• _Excerpt_
Lucara Diamond Corporation, the Canadian 100% owners of iconic Karowe mine, this week announced the extension of its supply deal with Belgian diamond midstream giant HB Antwerp.
The definitive supply agreement is in respect of all diamonds produced in excess. of 10.8 carats in size from its rare gem producing Karowe diamond mine located in the Boteti district of Botswana. Large, high value diamonds in excess of 10.8 carats in size account for approximately 70% of Lucara’s annual revenue.
Though the Karowe mine has remained fully operational throughout the COVID-19 pandemic, Lucara made a deliberate decision not to tender any of its +10.8 carat inventory after early March 2020 amidst the uncertainty caused by the global crisis.
Under the terms of this novel supply agreement with HB, extended to December 2022, the purchase price paid for each +10.8 carat rough diamond is based on the estimated polished outcome, determined through state of the art scanning and planning technology, with a true up paid on actual achieved polished sales thereafter, less a fee and the cost of manufacturing.
“Lucara is beginning to see the benefits of this strategy in accessing a broader marketplace and delivering regular cash flow based on final polished sales,” said Lucara CEO, Eira Thomas on Wednesday.
“We believe these early results warrant an extension of the arrangement for at least 24 months to determine if superior pricing and market stability for our large, high-value diamonds can be sustained longer term.”
The Canadian junior miner initiated a supply agreement with HB for large stones from its Botswana Karowe mine in July 2020, after pausing its tenders shortly after the Covid-19 pandemic began. The deal enables Lucara to sell the rough diamonds to HB at a price based on an estimate of the polished outcome, which the companies determine using diamond scanning and planning technology. Once HB sells the goods, it adjusts the price that Lucara receives based on the actual selling price of the polished, minus a fee and manufacturing costs.
The extended supply deal will follow the same payment terms as the initial agreement, and will be in effect through to December 2022. Lucara said in a statement this week that the agreement also provides increased tax revenue and beneficiation opportunities for the government of Botswana, and creates a streamlined supply chain for Karowe’s rough.
“More than a supply agreement, this collaboration structurally embeds a new transparent and sustainable way of working in the diamond-value chain,” said HB CEO, Oded Mansori. “For the first time, different partners of the value chain are fully aligned, sharing data and information throughout the process from mine to consumer.”
Mansori added: “We are truly proud with this innovative and straightforward collaboration that has proven itself through the volatile and uncertain reality of 2020. We are confident to achieve even better results during the term of this new contract and demonstrate the power of a true partnership.”
Lucara, which early this year secured extension of Karowe mining license to 2040, announced over P2.4 billion funding for Karowe underground mining expansion project a fortnight ago. The Vancouver headquartered top large diamond producer says this supply agreement deal extension with HB will bring about regular cash flow for Lucara using polished pricing mechanism. Furthermore, the company says the deal has potential revenue upside, particularly suited for Lucara’s large, exceptional diamonds.
In the main, Botswana will benefit increased tax revenue and additional beneficiation opportunities for the Government and communities around Karowe mine. A streamlined supply chain that achieves alignment between Lucara and HB to maximize the value of each +10.8 carat diamond produced at Karowe.

• _Data to examine_
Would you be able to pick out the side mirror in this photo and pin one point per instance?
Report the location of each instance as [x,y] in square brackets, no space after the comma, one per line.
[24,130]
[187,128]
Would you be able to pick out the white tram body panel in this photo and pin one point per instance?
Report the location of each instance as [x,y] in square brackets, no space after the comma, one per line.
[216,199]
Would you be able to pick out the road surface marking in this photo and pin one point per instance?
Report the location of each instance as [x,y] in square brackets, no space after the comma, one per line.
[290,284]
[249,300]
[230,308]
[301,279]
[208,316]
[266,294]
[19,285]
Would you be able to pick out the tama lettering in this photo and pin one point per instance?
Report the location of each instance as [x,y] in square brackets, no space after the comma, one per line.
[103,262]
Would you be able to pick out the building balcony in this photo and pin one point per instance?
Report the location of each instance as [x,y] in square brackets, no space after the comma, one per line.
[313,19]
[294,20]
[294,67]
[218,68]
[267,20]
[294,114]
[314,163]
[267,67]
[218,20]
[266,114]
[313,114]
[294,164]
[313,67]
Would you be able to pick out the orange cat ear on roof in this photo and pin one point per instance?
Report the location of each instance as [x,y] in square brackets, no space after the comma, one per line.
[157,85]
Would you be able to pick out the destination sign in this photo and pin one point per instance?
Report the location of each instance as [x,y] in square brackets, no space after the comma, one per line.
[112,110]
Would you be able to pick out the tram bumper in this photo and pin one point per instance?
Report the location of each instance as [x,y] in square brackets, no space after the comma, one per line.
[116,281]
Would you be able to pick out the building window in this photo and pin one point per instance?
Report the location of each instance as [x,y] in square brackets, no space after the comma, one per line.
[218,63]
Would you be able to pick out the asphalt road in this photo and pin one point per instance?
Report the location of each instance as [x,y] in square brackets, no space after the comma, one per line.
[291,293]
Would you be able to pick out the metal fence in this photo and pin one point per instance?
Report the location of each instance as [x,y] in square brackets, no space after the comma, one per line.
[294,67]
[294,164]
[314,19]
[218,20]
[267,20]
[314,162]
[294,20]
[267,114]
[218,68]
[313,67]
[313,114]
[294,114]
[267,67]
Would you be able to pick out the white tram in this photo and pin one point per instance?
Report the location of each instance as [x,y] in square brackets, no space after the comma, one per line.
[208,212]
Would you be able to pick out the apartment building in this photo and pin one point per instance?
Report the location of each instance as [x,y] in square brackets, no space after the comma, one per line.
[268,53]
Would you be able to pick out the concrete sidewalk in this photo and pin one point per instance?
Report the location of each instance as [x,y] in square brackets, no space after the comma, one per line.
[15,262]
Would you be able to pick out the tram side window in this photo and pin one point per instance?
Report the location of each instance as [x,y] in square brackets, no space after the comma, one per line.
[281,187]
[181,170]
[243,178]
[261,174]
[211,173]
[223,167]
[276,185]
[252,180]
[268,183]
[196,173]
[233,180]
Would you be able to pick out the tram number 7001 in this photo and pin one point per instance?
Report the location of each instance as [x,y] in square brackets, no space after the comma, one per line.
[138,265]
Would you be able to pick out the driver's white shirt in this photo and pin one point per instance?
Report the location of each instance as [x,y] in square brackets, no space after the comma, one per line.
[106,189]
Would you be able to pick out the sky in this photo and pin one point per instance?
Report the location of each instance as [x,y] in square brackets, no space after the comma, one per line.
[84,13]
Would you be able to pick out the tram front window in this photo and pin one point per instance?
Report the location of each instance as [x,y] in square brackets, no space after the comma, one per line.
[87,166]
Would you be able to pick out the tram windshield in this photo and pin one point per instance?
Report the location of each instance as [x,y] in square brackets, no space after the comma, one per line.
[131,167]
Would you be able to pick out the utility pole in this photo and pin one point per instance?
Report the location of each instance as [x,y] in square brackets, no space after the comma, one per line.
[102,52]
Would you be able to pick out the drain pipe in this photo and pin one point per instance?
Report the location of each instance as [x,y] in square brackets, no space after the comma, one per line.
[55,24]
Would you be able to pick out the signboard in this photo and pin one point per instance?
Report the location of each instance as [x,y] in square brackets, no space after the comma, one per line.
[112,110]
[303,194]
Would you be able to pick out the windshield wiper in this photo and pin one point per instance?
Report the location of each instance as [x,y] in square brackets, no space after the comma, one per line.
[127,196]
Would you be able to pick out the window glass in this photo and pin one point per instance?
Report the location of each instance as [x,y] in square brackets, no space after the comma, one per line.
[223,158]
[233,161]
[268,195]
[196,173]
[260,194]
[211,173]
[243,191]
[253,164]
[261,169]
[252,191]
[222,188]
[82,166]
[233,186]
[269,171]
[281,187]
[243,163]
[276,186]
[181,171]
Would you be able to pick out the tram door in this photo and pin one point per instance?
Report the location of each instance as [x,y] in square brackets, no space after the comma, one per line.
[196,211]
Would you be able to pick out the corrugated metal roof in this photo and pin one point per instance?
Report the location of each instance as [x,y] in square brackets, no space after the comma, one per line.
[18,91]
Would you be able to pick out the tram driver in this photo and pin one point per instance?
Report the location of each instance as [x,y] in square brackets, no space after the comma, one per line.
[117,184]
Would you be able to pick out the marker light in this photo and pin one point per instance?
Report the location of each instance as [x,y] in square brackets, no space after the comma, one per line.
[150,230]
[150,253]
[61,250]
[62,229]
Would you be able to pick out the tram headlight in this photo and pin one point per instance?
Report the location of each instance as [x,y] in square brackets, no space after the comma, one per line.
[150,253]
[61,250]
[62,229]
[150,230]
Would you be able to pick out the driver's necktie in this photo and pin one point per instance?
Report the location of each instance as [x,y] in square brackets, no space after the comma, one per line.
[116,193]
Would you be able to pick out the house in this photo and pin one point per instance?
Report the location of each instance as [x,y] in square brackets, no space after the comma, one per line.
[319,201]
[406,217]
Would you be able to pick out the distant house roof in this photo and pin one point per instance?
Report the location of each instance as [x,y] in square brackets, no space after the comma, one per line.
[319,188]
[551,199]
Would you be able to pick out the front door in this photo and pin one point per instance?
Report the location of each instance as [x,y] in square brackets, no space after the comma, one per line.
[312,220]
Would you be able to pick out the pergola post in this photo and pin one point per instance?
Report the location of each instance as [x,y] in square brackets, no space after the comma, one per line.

• _Action item_
Write out everything in the article about Lucara's diamond supply deal from "Lucara, which early" down to "large, exceptional diamonds.". The records have no connection to the article about Lucara's diamond supply deal.

• _Output for this task_
Lucara, which early this year secured extension of Karowe mining license to 2040, announced over P2.4 billion funding for Karowe underground mining expansion project a fortnight ago. The Vancouver headquartered top large diamond producer says this supply agreement deal extension with HB will bring about regular cash flow for Lucara using polished pricing mechanism. Furthermore, the company says the deal has potential revenue upside, particularly suited for Lucara’s large, exceptional diamonds.